Aim: Quote every line of the records below verbatim, omitting the pictures.
###
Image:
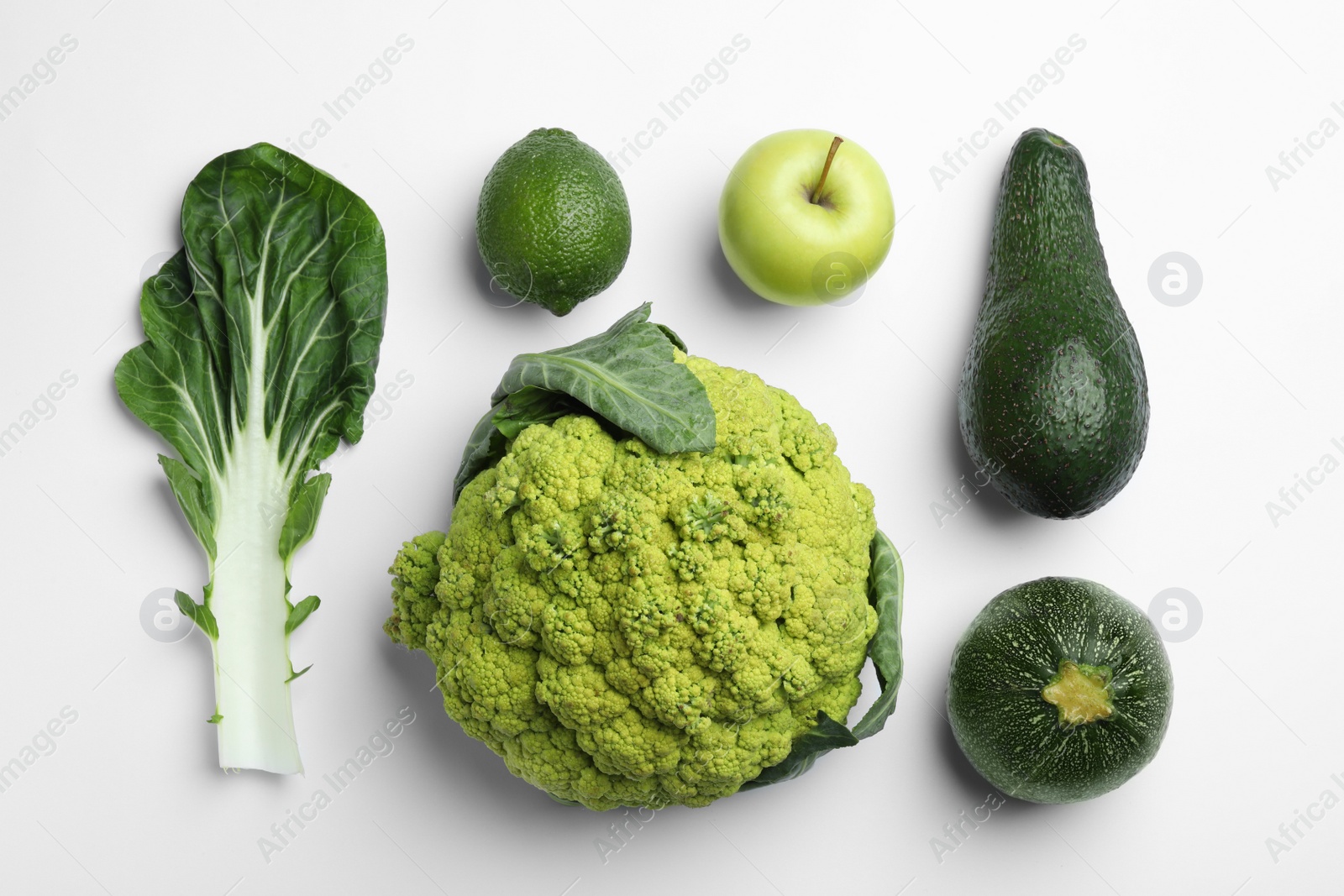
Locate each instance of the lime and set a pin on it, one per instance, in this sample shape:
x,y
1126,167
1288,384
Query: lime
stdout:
x,y
553,224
###
Full answer:
Image:
Locate each instance of the lime and set a pin on it, one per instance, in this sample shape:
x,y
1126,167
1288,384
Query: lime
stdout:
x,y
553,224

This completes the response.